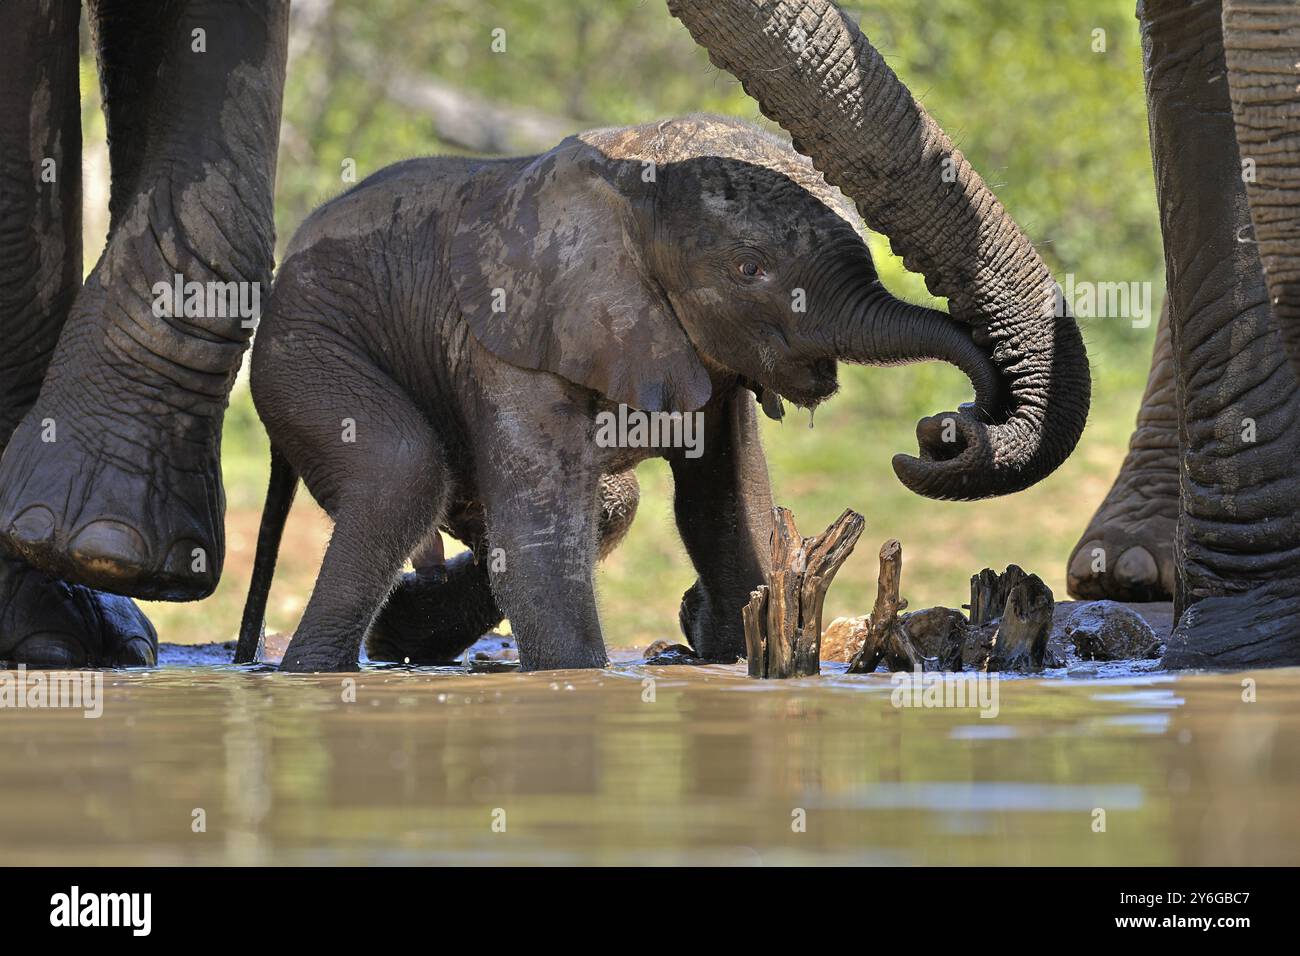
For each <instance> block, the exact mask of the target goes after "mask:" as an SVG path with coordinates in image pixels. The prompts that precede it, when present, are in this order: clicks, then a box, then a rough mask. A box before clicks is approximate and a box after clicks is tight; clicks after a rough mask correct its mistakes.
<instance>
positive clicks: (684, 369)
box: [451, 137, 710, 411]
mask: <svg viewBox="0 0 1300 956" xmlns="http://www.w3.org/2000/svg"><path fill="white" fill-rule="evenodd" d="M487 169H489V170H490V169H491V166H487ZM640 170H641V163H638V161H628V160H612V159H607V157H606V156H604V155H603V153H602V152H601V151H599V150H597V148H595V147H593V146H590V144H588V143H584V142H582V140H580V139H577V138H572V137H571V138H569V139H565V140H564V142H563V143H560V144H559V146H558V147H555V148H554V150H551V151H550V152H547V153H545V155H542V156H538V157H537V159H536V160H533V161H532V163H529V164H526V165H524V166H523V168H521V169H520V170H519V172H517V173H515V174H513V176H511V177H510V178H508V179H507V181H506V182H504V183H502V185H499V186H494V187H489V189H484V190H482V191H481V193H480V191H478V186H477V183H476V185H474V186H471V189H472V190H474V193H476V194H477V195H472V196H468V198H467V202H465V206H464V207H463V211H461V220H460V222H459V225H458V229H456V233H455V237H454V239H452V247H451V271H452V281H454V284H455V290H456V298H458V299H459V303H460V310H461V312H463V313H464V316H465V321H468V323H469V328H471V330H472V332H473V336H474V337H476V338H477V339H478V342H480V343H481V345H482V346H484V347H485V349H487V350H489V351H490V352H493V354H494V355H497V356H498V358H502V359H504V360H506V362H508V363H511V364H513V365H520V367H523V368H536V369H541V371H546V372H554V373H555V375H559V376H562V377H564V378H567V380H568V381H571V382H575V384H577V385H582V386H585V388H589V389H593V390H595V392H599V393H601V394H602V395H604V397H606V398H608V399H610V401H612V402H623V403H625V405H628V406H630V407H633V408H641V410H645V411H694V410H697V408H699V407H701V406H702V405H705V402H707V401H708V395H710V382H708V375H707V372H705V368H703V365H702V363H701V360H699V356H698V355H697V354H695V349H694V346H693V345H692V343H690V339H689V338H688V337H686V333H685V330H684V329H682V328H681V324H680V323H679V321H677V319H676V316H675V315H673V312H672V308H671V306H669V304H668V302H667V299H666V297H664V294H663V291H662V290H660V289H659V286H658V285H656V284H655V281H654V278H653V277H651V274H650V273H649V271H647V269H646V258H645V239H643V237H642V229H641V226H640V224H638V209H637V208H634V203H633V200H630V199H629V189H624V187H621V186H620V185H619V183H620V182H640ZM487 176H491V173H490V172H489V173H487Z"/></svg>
···
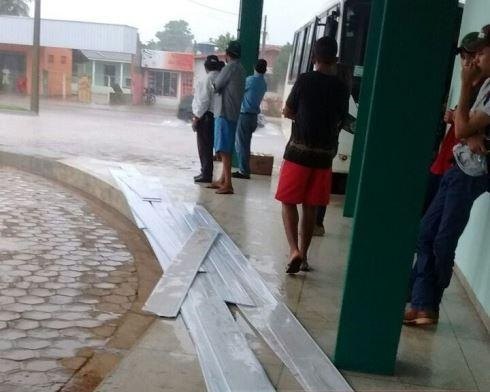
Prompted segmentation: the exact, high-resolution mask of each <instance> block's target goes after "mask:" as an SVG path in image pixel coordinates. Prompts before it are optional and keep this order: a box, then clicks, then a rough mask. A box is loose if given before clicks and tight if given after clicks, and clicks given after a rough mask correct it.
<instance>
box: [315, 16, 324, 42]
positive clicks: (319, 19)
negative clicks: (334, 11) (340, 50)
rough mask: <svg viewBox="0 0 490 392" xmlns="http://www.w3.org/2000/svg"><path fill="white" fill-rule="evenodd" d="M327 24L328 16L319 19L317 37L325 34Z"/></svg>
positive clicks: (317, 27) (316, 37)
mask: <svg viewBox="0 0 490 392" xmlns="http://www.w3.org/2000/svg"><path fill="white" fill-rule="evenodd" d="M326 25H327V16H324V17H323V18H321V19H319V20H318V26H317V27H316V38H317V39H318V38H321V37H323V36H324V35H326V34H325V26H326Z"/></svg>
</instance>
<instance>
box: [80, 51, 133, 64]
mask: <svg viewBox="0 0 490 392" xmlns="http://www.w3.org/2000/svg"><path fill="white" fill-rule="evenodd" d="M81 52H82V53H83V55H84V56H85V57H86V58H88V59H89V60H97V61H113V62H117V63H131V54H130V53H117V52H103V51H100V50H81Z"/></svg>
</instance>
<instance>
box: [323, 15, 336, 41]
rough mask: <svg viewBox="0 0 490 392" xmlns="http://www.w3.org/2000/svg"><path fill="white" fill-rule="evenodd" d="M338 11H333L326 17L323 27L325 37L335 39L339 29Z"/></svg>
···
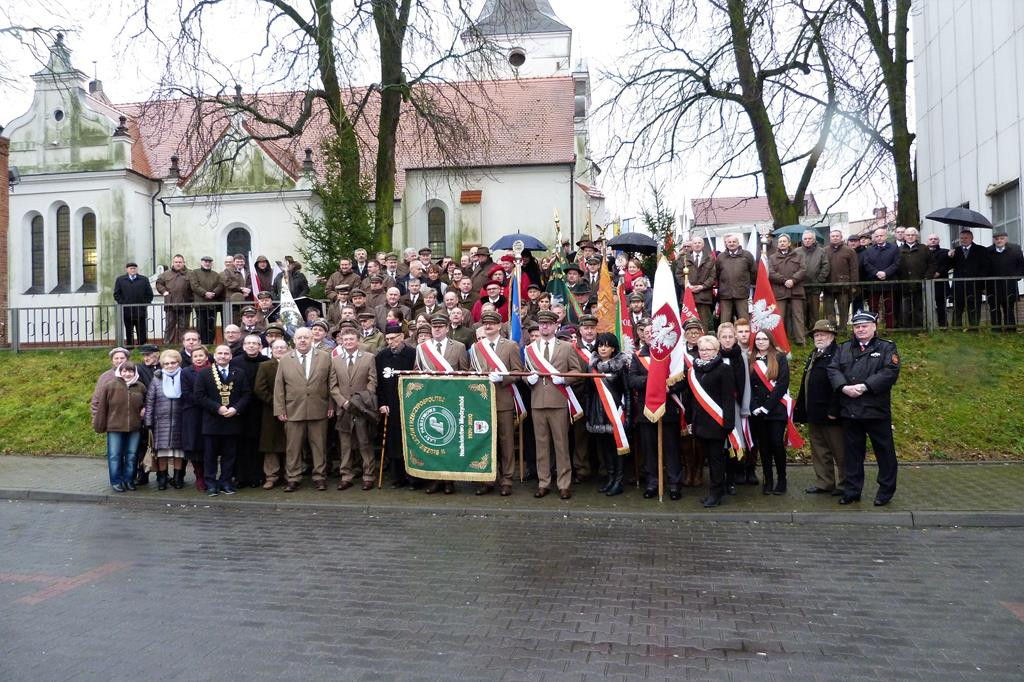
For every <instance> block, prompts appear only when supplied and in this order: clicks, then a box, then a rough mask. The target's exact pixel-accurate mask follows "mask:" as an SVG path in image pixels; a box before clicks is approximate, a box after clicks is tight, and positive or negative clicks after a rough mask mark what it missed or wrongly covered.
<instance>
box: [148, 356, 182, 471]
···
TRY IT
Quote the data above from the line containing "positive clicks: (319, 19)" to the line containing "11H333L326 17L323 27L325", inclusive, and stop.

EXERCISE RESPONSE
positive clicks: (319, 19)
negative clicks: (334, 11) (340, 50)
rough mask: <svg viewBox="0 0 490 392" xmlns="http://www.w3.org/2000/svg"><path fill="white" fill-rule="evenodd" d="M327 24L328 16L319 19L317 37L325 34Z"/></svg>
positive clicks: (317, 27) (316, 37)
mask: <svg viewBox="0 0 490 392" xmlns="http://www.w3.org/2000/svg"><path fill="white" fill-rule="evenodd" d="M326 25H327V16H324V17H323V18H321V19H319V20H318V26H317V27H316V38H317V39H318V38H321V37H323V36H324V35H326V34H325V26H326Z"/></svg>
</instance>
<instance>
box: [80, 51, 133, 64]
mask: <svg viewBox="0 0 490 392" xmlns="http://www.w3.org/2000/svg"><path fill="white" fill-rule="evenodd" d="M81 52H82V53H83V55H84V56H85V57H86V58H88V59H89V60H97V61H113V62H117V63H131V54H130V53H117V52H103V51H100V50H81Z"/></svg>
</instance>
<instance>
box: [323, 15, 336, 41]
rough mask: <svg viewBox="0 0 490 392" xmlns="http://www.w3.org/2000/svg"><path fill="white" fill-rule="evenodd" d="M338 11H333L326 17L323 27L325 37L335 39L339 29Z"/></svg>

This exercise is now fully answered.